··· RECORDS SHOWN ···
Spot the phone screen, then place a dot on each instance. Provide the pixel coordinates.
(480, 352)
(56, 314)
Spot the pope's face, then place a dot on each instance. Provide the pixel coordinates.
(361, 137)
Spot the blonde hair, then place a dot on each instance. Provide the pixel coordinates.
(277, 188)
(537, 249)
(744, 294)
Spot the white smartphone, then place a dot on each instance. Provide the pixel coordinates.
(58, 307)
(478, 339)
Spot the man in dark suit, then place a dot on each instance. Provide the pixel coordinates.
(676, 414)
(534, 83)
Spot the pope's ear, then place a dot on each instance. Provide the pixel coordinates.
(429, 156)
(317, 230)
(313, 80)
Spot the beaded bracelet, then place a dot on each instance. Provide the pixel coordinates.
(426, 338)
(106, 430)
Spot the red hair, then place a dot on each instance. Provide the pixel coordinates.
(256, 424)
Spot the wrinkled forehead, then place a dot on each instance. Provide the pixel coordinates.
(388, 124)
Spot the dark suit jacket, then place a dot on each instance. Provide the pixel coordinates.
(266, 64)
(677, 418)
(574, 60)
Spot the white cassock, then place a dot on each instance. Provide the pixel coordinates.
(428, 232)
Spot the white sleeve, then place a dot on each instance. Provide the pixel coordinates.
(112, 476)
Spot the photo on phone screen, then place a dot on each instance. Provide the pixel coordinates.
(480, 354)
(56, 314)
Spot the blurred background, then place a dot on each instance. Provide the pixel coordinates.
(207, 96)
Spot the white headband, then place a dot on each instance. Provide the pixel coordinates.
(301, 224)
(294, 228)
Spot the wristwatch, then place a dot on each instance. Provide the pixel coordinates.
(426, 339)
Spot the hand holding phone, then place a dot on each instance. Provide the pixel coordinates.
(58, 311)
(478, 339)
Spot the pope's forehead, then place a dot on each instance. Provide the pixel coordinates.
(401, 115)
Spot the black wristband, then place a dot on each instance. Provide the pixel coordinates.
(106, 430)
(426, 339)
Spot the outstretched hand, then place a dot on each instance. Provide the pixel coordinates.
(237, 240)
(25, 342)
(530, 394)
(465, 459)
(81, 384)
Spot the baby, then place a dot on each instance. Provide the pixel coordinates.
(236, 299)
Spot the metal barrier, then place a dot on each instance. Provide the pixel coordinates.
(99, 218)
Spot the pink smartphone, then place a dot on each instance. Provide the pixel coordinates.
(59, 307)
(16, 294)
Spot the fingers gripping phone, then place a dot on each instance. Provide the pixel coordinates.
···
_WORK REQUIRED:_
Return the full material unchanged.

_SOLUTION TO THIS TASK:_
Spot the phone screen, then place a dot on each instance. Provide the pixel coordinates.
(480, 352)
(56, 314)
Spot the pope's face, then place a dot on each instance. Provide the pixel coordinates.
(361, 137)
Spot the blonde hair, then place a dot on each instance. Provide the pixel coordinates.
(277, 188)
(537, 249)
(744, 294)
Spot the white smartphone, then place a dot on each instance. Provide the pixel coordinates.
(58, 307)
(478, 339)
Spot the man in dark suit, then place a dot on each instance. Provide the pixel coordinates.
(676, 414)
(534, 83)
Spot the pope's ear, then place a dot on each instance. Provide the pixel coordinates.
(429, 156)
(317, 230)
(313, 80)
Spot the beaded bracelet, then place a dot on each instance. Provide the pixel coordinates.
(426, 338)
(106, 430)
Spot the red hair, then place a dot on each instance. Provide the pixel coordinates.
(256, 424)
Spot the wrinkled forehead, then place a dot on each instance. Provide the pixel coordinates.
(388, 124)
Spot the dark suit jacket, then place a dot on each instance. Provide the pixel coordinates.
(266, 64)
(677, 418)
(574, 60)
Spot the white cassock, then place a dot on each instance. Provide the pixel coordinates.
(428, 232)
Spot the white sleeve, then place a dot on each instance. Provide the pixel coordinates.
(112, 476)
Spot the photo on phone screen, then place a dot on each instance. Provide the pixel coordinates.
(480, 354)
(56, 314)
Spot the blurred background, then place a dot on each instance. Provide the pixel coordinates.
(207, 96)
Spot the white headband, then place a dot on each instance. Provide the pixel coordinates.
(301, 224)
(294, 228)
Spot the wristwatch, then place a dot on each instance. Provide the pixel coordinates.
(426, 339)
Spot the hand holding phone, then place a dot on each instance. Provide the pixel coordinates.
(58, 311)
(478, 339)
Spot the pope's forehead, then place a dot on each instance. Provide the pixel coordinates.
(401, 115)
Spot the black wristband, then place a dot on each instance. Provide the pixel coordinates.
(106, 430)
(426, 339)
Spot the outstretched hand, then place a dot on each instance. Provide the pixel coordinates.
(237, 240)
(25, 342)
(530, 394)
(465, 459)
(81, 384)
Spot the baby, then place a dot on each instance. Provide the pixel coordinates.
(236, 299)
Spot the metal barrier, then place a dot on each instance. Provide the pixel coordinates.
(99, 218)
Spot the pink smartphone, then place a dot on each instance. Provide the pixel coordinates.
(59, 307)
(16, 294)
Spot the fingers gripping phone, then place a dot on each instance. Provide the pixel coordinates.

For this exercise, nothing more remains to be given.